Excerto do texto:
----------------

Nestes momentos, é importante que os esposos entendam que Deus está tão interessado no sucesso matrimonial do casal como os próprios esposos. Com efeito, a aliança matrimonial é um dos elementos básicos da Aliança de Deus com o Homem, a qual implica, entre outras coisas, a incorporação da Humanidade na própria Família Divina.

De facto, Deus Pai precisa de pais humanos para ter filhos. Na família divina existe apenas um filho, o Filho Unigénito de Deus. Pelo mistério da encarnação, Deus, através do Filho e pela acção do Espírito Santo, enxertou-se na Humanidade, a fim desta ser divinizada. Ser divinizado significa ser incorporado na Família de Deus.

Pela dinâmica da Encarnação, o Filho de Deus tornou-se nosso irmão. De Filho Unigénito, passou a ser o primogénito de muitos irmãos. É assim que o designa São Paulo: “Sabemos que tudo contribui para o bem daqueles que amam a Deus, os quais foram chamados segundo o seu plano de salvação. Àqueles que ele de antemão conheceu também os predestinou, a fim de serem uma imagem idêntica à de seu Filho, de tal modo que ele é o primogénito de muitos irmãos” (Rm 8, 28-29).

----------------

Extrato de dados:
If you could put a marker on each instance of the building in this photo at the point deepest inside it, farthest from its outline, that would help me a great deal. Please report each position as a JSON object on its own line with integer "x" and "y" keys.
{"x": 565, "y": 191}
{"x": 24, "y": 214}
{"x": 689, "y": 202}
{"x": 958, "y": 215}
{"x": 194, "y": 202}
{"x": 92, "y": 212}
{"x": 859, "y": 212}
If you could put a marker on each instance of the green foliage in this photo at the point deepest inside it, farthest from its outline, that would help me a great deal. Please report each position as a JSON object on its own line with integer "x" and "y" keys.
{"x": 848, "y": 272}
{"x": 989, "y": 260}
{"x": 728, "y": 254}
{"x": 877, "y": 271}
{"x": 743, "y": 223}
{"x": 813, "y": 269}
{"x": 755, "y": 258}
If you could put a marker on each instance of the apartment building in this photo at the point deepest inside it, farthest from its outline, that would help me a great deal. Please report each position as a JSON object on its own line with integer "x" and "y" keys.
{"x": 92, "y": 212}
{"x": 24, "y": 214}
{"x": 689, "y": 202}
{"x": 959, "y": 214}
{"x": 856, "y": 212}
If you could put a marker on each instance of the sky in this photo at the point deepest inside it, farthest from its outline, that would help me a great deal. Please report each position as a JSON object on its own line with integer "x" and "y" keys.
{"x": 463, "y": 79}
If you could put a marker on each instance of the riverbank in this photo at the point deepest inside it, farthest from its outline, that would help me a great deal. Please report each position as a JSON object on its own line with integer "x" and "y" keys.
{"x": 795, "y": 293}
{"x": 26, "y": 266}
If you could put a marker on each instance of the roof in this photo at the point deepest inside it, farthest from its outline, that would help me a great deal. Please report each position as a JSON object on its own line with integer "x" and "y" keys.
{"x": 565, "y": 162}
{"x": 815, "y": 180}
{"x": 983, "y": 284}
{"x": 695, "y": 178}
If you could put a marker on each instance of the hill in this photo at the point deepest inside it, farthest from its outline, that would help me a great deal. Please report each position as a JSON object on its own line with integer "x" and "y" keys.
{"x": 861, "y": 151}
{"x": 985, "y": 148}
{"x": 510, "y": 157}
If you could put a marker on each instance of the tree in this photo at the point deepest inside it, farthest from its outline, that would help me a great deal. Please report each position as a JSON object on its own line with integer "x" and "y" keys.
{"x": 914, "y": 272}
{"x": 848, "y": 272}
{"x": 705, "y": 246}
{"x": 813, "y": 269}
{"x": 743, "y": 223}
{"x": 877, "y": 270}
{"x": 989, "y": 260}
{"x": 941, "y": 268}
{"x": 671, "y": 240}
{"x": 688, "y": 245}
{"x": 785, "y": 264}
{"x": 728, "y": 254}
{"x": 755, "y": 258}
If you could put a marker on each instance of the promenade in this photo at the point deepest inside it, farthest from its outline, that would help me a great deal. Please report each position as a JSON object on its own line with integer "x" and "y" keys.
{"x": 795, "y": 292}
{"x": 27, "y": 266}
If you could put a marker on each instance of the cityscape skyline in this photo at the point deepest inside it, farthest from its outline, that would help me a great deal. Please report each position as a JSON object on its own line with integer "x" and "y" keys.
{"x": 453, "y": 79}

----------------

Exercícios:
• a. Repete o trecho do excerto sobre a aliança matrimonial que vai de "De facto, Deus" até "(Rm 8, 28-29).".
• b. Enumera as pessoas divinas que o excerto sobre a aliança matrimonial nomeia.
As linhas vêm de uma fonte diferente da do excerto.

Respostas:
• a.
De facto, Deus Pai precisa de pais humanos para ter filhos. Na família divina existe apenas um filho, o Filho Unigénito de Deus. Pelo mistério da encarnação, Deus, através do Filho e pela acção do Espírito Santo, enxertou-se na Humanidade, a fim desta ser divinizada. Ser divinizado significa ser incorporado na Família de Deus.

Pela dinâmica da Encarnação, o Filho de Deus tornou-se nosso irmão. De Filho Unigénito, passou a ser o primogénito de muitos irmãos. É assim que o designa São Paulo: “Sabemos que tudo contribui para o bem daqueles que amam a Deus, os quais foram chamados segundo o seu plano de salvação. Àqueles que ele de antemão conheceu também os predestinou, a fim de serem uma imagem idêntica à de seu Filho, de tal modo que ele é o primogénito de muitos irmãos” (Rm 8, 28-29).

• b. Deus Pai, o Filho (Filho Unigénito de Deus) e o Espírito Santo.